(Items from a data source)
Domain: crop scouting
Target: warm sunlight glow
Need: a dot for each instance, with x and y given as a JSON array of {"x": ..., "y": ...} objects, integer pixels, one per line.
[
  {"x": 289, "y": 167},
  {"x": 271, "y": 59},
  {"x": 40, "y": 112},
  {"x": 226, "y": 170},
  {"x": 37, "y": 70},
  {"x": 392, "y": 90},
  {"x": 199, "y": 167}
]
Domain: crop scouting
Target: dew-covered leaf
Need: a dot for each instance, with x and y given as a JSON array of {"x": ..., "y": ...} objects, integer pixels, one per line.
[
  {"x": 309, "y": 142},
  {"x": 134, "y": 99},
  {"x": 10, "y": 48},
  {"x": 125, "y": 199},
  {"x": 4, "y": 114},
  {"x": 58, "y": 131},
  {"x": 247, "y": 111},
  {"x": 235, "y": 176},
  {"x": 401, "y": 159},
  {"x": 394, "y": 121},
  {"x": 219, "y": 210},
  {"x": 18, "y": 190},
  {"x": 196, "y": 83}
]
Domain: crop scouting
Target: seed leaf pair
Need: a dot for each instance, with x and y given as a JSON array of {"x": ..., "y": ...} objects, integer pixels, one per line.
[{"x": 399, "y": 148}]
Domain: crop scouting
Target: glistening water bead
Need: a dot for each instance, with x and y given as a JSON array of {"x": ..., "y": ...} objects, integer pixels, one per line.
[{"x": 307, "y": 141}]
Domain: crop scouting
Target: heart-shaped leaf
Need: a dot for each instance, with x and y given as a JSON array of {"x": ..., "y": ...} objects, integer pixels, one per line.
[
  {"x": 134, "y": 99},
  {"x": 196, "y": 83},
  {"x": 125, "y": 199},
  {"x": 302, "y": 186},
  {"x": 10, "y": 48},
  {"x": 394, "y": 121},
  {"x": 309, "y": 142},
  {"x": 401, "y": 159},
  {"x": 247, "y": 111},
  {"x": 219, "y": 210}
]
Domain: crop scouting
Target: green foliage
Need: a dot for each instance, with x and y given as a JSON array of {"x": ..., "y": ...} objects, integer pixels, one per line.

* Problem details *
Reproduce exactly the lines from the beginning of the entries above up to and including the line that contains "Target: glistening water bead".

* Response *
Domain: crop scouting
Target: warm sunlight glow
Need: a dot for each instance, with x and y given as a JSON array of {"x": ..., "y": ...} objects, integer pixels, one per line.
[
  {"x": 289, "y": 167},
  {"x": 271, "y": 59},
  {"x": 40, "y": 112},
  {"x": 226, "y": 170},
  {"x": 37, "y": 70},
  {"x": 392, "y": 90},
  {"x": 199, "y": 167}
]
Domain: crop scouting
Target: dew-covered leaf
Need: a dot for each instance, with x and y given as a JSON array of {"x": ..., "y": ...} objects, integer pixels, one per line.
[
  {"x": 309, "y": 142},
  {"x": 134, "y": 99},
  {"x": 10, "y": 48},
  {"x": 125, "y": 199},
  {"x": 4, "y": 114},
  {"x": 58, "y": 131},
  {"x": 247, "y": 111},
  {"x": 235, "y": 176},
  {"x": 401, "y": 159},
  {"x": 394, "y": 121},
  {"x": 219, "y": 210},
  {"x": 18, "y": 190},
  {"x": 196, "y": 83}
]
Domain: crop scouting
Target: seed leaf pair
Need: a dot for each instance, with x and y given as a JSON array of {"x": ..., "y": ...} objects, integer pixels, one per line.
[{"x": 399, "y": 148}]
Domain: crop scouting
Target: glistening water bead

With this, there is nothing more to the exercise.